Challenge: Output as a numbered list the lines starting at the one containing "Target: jellyfish" and ending at the one containing "218 0 L 155", both included, with blank lines left out.

Data supplied:

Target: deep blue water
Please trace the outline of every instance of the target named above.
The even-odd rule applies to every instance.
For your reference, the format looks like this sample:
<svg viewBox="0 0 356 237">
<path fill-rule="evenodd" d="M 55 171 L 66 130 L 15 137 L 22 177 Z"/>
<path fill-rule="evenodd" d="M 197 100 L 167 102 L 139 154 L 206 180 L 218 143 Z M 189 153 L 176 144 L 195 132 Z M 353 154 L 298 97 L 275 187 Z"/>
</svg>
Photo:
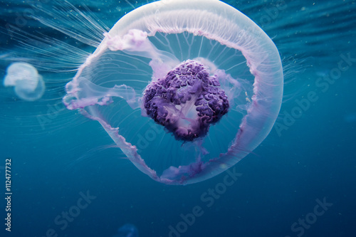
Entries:
<svg viewBox="0 0 356 237">
<path fill-rule="evenodd" d="M 118 159 L 122 154 L 108 148 L 112 142 L 98 122 L 61 104 L 70 73 L 52 75 L 36 102 L 21 100 L 1 86 L 1 236 L 109 237 L 127 223 L 140 236 L 169 236 L 170 226 L 187 227 L 182 237 L 356 236 L 356 1 L 226 2 L 273 39 L 286 69 L 276 125 L 230 169 L 240 174 L 234 184 L 220 195 L 209 193 L 221 187 L 225 172 L 195 184 L 167 186 Z M 109 27 L 132 9 L 125 1 L 84 3 Z M 0 6 L 1 27 L 19 24 L 18 16 L 26 20 L 21 30 L 33 33 L 41 26 L 26 18 L 28 6 L 22 1 L 0 1 Z M 48 27 L 38 31 L 73 43 Z M 16 44 L 6 33 L 1 58 Z M 1 78 L 8 64 L 0 64 Z M 4 225 L 9 158 L 11 233 Z M 90 198 L 80 199 L 85 195 Z M 65 221 L 69 211 L 75 216 Z M 199 216 L 192 220 L 192 213 Z"/>
</svg>

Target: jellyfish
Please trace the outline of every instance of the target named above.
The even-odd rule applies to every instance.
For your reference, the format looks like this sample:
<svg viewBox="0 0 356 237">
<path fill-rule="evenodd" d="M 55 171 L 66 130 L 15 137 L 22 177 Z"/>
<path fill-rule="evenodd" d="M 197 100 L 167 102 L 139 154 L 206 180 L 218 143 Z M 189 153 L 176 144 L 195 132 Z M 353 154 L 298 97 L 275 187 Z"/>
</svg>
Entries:
<svg viewBox="0 0 356 237">
<path fill-rule="evenodd" d="M 27 63 L 11 63 L 6 68 L 4 85 L 14 86 L 17 96 L 28 101 L 41 98 L 46 88 L 42 76 L 35 67 Z"/>
<path fill-rule="evenodd" d="M 126 223 L 119 228 L 117 233 L 112 237 L 138 237 L 138 231 L 134 225 Z"/>
<path fill-rule="evenodd" d="M 218 0 L 155 1 L 103 35 L 63 101 L 98 121 L 154 180 L 210 179 L 271 131 L 283 95 L 279 53 L 234 7 Z"/>
</svg>

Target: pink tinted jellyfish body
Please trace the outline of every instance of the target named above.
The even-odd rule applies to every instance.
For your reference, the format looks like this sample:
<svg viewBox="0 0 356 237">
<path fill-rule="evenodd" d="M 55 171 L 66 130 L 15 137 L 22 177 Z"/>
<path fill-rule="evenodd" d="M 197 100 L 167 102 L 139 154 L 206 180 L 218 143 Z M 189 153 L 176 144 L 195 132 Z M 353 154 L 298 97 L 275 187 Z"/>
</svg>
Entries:
<svg viewBox="0 0 356 237">
<path fill-rule="evenodd" d="M 66 85 L 152 179 L 187 184 L 234 166 L 268 135 L 282 102 L 278 51 L 217 0 L 162 0 L 120 19 Z"/>
</svg>

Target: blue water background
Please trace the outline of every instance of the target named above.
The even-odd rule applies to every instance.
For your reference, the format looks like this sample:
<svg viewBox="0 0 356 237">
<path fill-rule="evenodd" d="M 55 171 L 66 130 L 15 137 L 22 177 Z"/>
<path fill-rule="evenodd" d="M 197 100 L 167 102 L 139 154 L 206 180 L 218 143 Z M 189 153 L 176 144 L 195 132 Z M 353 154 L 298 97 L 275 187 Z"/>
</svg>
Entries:
<svg viewBox="0 0 356 237">
<path fill-rule="evenodd" d="M 70 2 L 78 6 L 83 1 Z M 333 83 L 324 80 L 337 73 L 335 68 L 342 58 L 356 58 L 356 1 L 227 2 L 273 39 L 286 82 L 277 120 L 284 129 L 275 127 L 234 167 L 242 175 L 234 184 L 208 207 L 201 195 L 220 186 L 226 173 L 185 186 L 151 180 L 120 159 L 122 155 L 117 149 L 108 148 L 112 142 L 98 122 L 64 108 L 59 99 L 64 84 L 60 82 L 66 75 L 57 75 L 58 83 L 53 79 L 43 100 L 34 102 L 21 101 L 1 87 L 1 236 L 46 236 L 48 229 L 58 236 L 112 236 L 127 223 L 137 228 L 140 236 L 169 236 L 169 226 L 175 228 L 183 221 L 181 214 L 192 214 L 196 206 L 204 213 L 187 225 L 182 237 L 356 236 L 356 60 L 350 65 L 344 60 L 345 71 L 332 74 L 336 78 Z M 109 27 L 132 9 L 125 1 L 84 3 Z M 142 2 L 130 4 L 136 7 Z M 0 1 L 0 26 L 16 25 L 16 14 L 27 8 L 21 1 Z M 22 30 L 33 32 L 41 26 L 26 20 Z M 73 42 L 46 26 L 41 32 Z M 1 56 L 16 45 L 6 34 L 0 43 Z M 1 78 L 6 65 L 1 64 Z M 309 100 L 309 105 L 298 110 L 298 101 L 308 98 L 310 92 L 318 99 Z M 297 110 L 302 111 L 300 116 L 288 122 L 288 115 Z M 41 124 L 38 115 L 49 122 Z M 4 169 L 9 157 L 11 233 L 4 224 Z M 80 193 L 87 192 L 95 199 L 61 229 L 64 226 L 56 224 L 56 218 L 78 206 Z M 302 228 L 303 234 L 300 229 L 293 231 L 298 219 L 313 216 L 317 199 L 333 205 Z"/>
</svg>

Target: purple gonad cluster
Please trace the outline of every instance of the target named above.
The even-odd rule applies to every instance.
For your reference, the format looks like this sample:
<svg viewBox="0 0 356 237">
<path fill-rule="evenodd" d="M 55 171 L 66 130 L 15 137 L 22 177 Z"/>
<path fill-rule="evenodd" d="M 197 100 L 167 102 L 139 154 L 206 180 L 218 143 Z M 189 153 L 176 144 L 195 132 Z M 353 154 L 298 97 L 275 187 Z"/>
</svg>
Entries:
<svg viewBox="0 0 356 237">
<path fill-rule="evenodd" d="M 148 116 L 183 141 L 205 136 L 229 110 L 216 75 L 191 60 L 149 84 L 143 102 Z"/>
</svg>

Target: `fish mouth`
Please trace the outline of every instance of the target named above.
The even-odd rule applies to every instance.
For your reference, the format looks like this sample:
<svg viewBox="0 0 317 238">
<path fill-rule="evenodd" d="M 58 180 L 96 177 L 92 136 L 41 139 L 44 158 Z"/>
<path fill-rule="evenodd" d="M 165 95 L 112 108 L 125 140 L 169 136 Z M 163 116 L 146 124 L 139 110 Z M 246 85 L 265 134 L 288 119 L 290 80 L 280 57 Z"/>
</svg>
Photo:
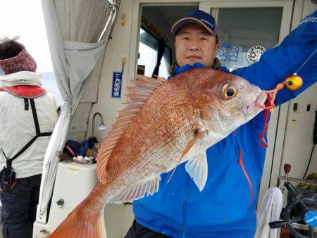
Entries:
<svg viewBox="0 0 317 238">
<path fill-rule="evenodd" d="M 256 96 L 256 99 L 247 106 L 247 112 L 249 115 L 254 115 L 261 111 L 264 108 L 264 103 L 268 98 L 268 95 L 264 92 Z"/>
</svg>

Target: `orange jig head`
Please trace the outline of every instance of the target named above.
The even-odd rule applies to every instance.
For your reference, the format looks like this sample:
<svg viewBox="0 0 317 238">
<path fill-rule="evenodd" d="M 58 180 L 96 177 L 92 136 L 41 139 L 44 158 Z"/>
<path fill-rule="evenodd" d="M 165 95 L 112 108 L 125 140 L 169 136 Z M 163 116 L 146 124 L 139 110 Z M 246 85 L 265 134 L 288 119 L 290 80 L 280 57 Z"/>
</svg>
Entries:
<svg viewBox="0 0 317 238">
<path fill-rule="evenodd" d="M 303 85 L 303 80 L 296 74 L 289 76 L 284 81 L 285 87 L 291 91 L 296 91 Z"/>
</svg>

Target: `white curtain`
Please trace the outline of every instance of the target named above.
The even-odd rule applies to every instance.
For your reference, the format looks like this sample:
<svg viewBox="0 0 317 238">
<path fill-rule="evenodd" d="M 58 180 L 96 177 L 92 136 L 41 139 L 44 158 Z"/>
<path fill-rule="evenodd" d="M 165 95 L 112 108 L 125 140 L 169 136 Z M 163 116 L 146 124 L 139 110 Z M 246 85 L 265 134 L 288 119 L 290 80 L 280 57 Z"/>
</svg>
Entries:
<svg viewBox="0 0 317 238">
<path fill-rule="evenodd" d="M 103 60 L 117 4 L 116 0 L 42 0 L 53 68 L 66 103 L 44 157 L 37 220 L 43 221 L 51 196 L 58 163 L 56 152 L 63 151 L 87 85 L 99 84 L 100 73 L 96 70 L 101 67 L 96 65 Z M 88 101 L 95 101 L 97 92 L 90 96 Z"/>
</svg>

Finished answer:
1. Target: jellyfish
2. Please trace the outline of every instance of the target named above.
3. The even-odd rule applies to every instance.
4. For your reference, the format looks like this sample:
5. <svg viewBox="0 0 356 237">
6. <path fill-rule="evenodd" d="M 55 171 L 66 130 L 15 137 L 22 177 Z"/>
7. <path fill-rule="evenodd" d="M 197 100 L 167 102 L 139 154 L 206 180 L 218 143 Z M 189 153 L 176 144 L 195 132 Z M 353 154 L 298 97 L 275 187 Z"/>
8. </svg>
9. Entries:
10. <svg viewBox="0 0 356 237">
11. <path fill-rule="evenodd" d="M 27 63 L 11 63 L 6 68 L 4 85 L 14 86 L 17 96 L 28 101 L 41 98 L 46 88 L 42 76 L 35 67 Z"/>
12. <path fill-rule="evenodd" d="M 126 223 L 119 228 L 117 233 L 112 237 L 138 237 L 138 231 L 134 225 Z"/>
13. <path fill-rule="evenodd" d="M 218 0 L 155 1 L 103 35 L 63 101 L 98 121 L 154 180 L 210 179 L 271 131 L 283 95 L 279 53 L 234 7 Z"/>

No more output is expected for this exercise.